> **Problema breve 1**
Riscrivi il brano del testo sulla scuola cominciando da "Ciò che ha vissuto" e terminando con "analfabeti e asociali.". Sostituisci "analfabeti" con "illetterati".
> **Problema breve 2**
Prosegui il testo sulla scuola aggiungendo ciò che segue la sua ultima frase.

> **Testo fornito**
********************

Di Camilla Bruneri
Bonne
soir, je suis Camilla, je suis en fille de 24 ans, je n'aime pas les bonbons et
malheureusement je suis allé à l'ècole. (Buona sera, mi chiamo Camilla, sono una ragazza di 24 anni,
non mi piacciono le caramelle e purtroppo sono andata a scuola.) Ho studiato
per tutta la vita, cercando disperatamente di essere coerente nelle mie scelte,
cercando di non perdere tempo e non lasciarmi scappare nessuna occasione (anche
quelle che sarei stata più felice di lasciarmi scappare), ho diffidato ma ho
accettato tante cose solo per poterle inserire nel curriculum (forse uno degli esami
più difficili che la scuola non ti prepara ad affrontare) e ora che sono alla
fine, ora che la vita comincia a richiedere i sacrifici più grandi (come se non
ce ne fossero già stati abbastanza), ora cerco altrettanto disperatamente di
disimparare.
Vorrei raccontarvi in proposito una
storia, una storia che viene dalla Francia, una storia che parla anche di noi!
Andrè non cerca di convincere
nessuno, né di convertirlo, non vende nulla e non racconta la storia di un
metodo.
Ciò che ha vissuto vale solo per lui, che non ambisce a divenire un modello: un ragazzo come tutti gli altri,
semplicemente
con un percorso diverso, il cui corso naturale non è stato disturbato. Non suggerisce nulla in
proposito,
soprattutto perché non si tratta di
un'abitudine molto diffusa, bensì raccoglie un vasto numero di pregiudizi a
questo riguardo.
Il pregiudizio principale è quello
che senza scuola non possa esistere educazione, capacità di ottenere dei
risultati o
che si rimarrà analfabeti e asociali.
Niente diploma ovvero niente lavoro, ma non è così. Non siamo liberi di fare
scelte
personali perchè non abbiamo modo di
poterci confrontare con altre alternative. Se si pensa che la scuola rappresenti
l'unica risposta, ci troviamo davanti allo stesso numero di scelte lasciate da
Ford quando diceva "Potete scegliere il modello d'auto che preferite
purché il colore sia il nero!"

********************

> **Materiale**
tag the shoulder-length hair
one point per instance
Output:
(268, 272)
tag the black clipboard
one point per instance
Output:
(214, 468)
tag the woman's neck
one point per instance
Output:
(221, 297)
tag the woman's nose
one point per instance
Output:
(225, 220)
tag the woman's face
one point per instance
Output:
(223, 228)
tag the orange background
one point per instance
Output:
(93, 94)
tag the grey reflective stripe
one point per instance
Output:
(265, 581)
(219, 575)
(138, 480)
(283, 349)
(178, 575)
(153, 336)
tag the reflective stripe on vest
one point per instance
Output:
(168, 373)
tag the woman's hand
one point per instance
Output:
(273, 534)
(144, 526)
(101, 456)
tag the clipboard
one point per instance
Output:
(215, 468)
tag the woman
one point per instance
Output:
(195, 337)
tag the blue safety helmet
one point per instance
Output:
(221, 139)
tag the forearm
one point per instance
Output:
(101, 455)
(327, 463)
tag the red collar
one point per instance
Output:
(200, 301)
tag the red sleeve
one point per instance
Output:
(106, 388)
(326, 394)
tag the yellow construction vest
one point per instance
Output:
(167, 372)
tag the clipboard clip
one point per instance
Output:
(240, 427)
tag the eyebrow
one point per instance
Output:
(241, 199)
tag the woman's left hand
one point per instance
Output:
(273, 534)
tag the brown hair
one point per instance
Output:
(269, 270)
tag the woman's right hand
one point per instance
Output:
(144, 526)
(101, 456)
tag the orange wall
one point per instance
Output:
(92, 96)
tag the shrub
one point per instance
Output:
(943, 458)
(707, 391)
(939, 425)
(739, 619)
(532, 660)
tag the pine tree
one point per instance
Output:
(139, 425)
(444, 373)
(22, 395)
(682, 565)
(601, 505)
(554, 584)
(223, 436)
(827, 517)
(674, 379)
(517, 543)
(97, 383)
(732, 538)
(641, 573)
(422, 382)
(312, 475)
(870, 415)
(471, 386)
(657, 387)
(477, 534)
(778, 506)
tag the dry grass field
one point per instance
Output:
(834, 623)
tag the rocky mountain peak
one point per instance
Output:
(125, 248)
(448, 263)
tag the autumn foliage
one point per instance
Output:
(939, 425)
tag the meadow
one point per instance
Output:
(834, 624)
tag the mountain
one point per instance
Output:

********************

> **Risultato finale 1**
Ciò che ha vissuto vale solo per lui, che non ambisce a divenire un modello: un ragazzo come tutti gli altri,
semplicemente
con un percorso diverso, il cui corso naturale non è stato disturbato. Non suggerisce nulla in
proposito,
soprattutto perché non si tratta di
un'abitudine molto diffusa, bensì raccoglie un vasto numero di pregiudizi a
questo riguardo.
Il pregiudizio principale è quello
che senza scuola non possa esistere educazione, capacità di ottenere dei
risultati o
che si rimarrà illetterati e asociali.

> **Risultato finale 2**
Questo è il racconto che Andrè Stern
ci ha fatto durante una splendida conferenza, tenuta a Bergamo lo scorso marzo,
riportato anche nelle testimonianze raccolte nel suo libro autobiografico
"Et je ne suis jamais allé à l'ècole", edito dalla casa editrice
francese Actes Sud.
Probabile una prossima edizione italiana.
Ho preso in prestito le sue stesse parole nell'apertura di questo pezzo, con una differenza: Andrè non è mai andato a scuola!
Queste sono alcune domande poste ad
Andrè durante la serata, spero potranno dare a molti genitori volenterosi un motivo in più per sperare in un mondo migliore.
-Per trovare lavoro è necessario
essere laureati?
Non è vero! Ci sono molte persone
molto qualificate ma che fanno un lavoro diverso da ciò che hanno studiato.
Io che non sono diplomato né
laureato, ho concretamente sperimentato la vita vera, e ciò che la vita stessa
chiede non è una qualifica ma una competenza.
-Come far arrivare questo messaggio
ai genitori che si accanisco nel sostegno dello studio e dei compiti?
(Premetto che questo è anche una mia
personale missione nda) La mia storia può ispirare una scelta differente a chi
mi ascolta. Si tratta solo di scelte: chi sceglie comunque la scuola lo fa in
coscienza di causa. Un buon diploma non significa più un sicuro buon lavoro.
Questo significa che bisogna trovare una nuova soluzione. Ci sono molte persone
che hanno subito un vero e proprio insuccesso scolastico, per loro è importante
dire che non è della qualifica che la vita ha bisogno, ma della competenza.
-Che lavoro fai?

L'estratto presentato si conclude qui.